=== DÉTAILS DE LA TÂCHE ===
Poursuivez le texte sur le choix d'espèces ligneuses pour végétaliser les résidus miniers, en reprenant juste après sa dernière phrase.

=== DOCUMENT SOURCE ===

..........

Lutte aux changements climatiques et marchés du carbone

Modalité d’aménagement : utilisation d’espèces ligneuses

Étant donné que les résidus miniers ont des caractéristiques défavorables pour l’établissement des arbres, le succès de restauration du site et la création d’un puits de C s’avèrent incertains. Les espèces ligneuses utilisées doivent alors posséder certaines caractéristiques pour tolérer ces environnements (Sheoran et al. 2010). Pour réussir, la mise en végétation nécessite l’usage d’arbres ou d’arbustes viables à long terme, n’exigeant aucun (ou peu) entretien pour en assurer le maintien (MERN 2017c). En effet, ces milieux découverts étant soumis à des conditions difficiles, des espèces colonisatrices intolérantes à l’ombre et résistantes aux vents doivent être priorisées (Asensio et al. 2013). Pour cela, il est préférable de sélectionner des espèces peu exigeantes en éléments nutritifs et en eau, s’adaptant bien aux sols sablonneux possédant des capacités de drainage excessives (Lefrancois et al. 2010). De plus, des arbres à croissance rapide (ex. : hauteur, diamètre et biomasse) présentent divers avantages : séquestrer plus rapidement le C et limiter le plus rapidement possible les problèmes d’érosions, problèmes majeurs sur les parcs à résidus miniers (Asensio et al. 2013; Blight 2008; Tordoff et al. 2000 ; Ussiri et Lal 2005).

..........

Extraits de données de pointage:

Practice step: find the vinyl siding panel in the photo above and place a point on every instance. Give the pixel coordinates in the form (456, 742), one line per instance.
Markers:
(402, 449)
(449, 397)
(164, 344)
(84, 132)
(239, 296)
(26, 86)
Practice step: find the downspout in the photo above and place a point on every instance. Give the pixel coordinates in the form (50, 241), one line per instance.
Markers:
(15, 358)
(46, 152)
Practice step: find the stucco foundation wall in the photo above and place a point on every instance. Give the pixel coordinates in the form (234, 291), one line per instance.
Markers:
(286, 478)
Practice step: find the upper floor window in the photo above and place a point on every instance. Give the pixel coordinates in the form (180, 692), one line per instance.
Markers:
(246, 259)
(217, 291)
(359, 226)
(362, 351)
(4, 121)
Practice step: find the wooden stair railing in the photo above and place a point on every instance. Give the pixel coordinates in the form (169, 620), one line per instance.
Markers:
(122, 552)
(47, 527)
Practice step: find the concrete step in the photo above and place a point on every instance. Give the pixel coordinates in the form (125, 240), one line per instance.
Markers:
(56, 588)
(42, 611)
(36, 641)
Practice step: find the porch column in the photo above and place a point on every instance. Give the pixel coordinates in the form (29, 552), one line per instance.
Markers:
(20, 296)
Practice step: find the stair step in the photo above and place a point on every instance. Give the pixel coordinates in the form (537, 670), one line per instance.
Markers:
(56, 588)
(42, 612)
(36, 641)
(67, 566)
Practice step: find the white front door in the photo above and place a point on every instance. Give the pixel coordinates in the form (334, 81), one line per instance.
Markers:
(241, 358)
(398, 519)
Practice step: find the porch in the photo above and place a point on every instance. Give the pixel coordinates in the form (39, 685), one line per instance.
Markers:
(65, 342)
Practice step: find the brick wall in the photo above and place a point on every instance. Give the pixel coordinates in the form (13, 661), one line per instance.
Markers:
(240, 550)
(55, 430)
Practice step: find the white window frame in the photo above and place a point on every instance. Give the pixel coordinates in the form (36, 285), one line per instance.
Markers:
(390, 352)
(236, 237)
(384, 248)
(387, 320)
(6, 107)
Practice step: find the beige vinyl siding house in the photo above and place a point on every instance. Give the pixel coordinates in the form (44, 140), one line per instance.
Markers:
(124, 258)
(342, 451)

..........

=== RÉSULTAT FINAL ===
De plus, des espèces contribuant à un encadrement visuel satisfaisant (ex. : faible contraste entre les arbres du parc à résidus miniers et ceux de la forêt environnante) sont idéales dans le cadre d’une plantation sur un parc à résidus. Actuellement, peu d’études ont été réalisées afin d’identifier les meilleures espèces ligneuses à utiliser en plantation sur les parcs. Des espèces qui répondent bien aux critères cités plus haut sont le pin rouge [Pinus resinosa (Aiton)], le mélèze laricin [Larix laricina (Du Roi) Koch.)] et le bouleau à papier [Betula papyrifera var. papyrifera (Marshall)] (tableau A-1). Plus précisément, le pin rouge est reconnu pour être très tolérant à la sécheresse, avoir des besoins en nutriments faibles et posséder une forte croissance en biomasse. Le mélèze est un colonisateur compétitif avec une grande croissance juvénile en hauteur, alors que le bouleau quant à lui possède une forte intolérance à l’ombre et des feuilles caduques qui enrichissent le sol en MO relativement labile par rapport au mélèze et au pin rouge (Becker et al. 1987; Guittonny-Larcheveque et Pednault 2016; Publication Qc 2014; Srinivasan et al. 1999; Young et al. 2013). Afin de répliquer le plus fidèlement possible l’écosystème naturel présent avant la mise en place du parc à résidus, l’utilisation d’une plantation mixte contenant plusieurs espèces d’arbre s’avère une optique intéressante.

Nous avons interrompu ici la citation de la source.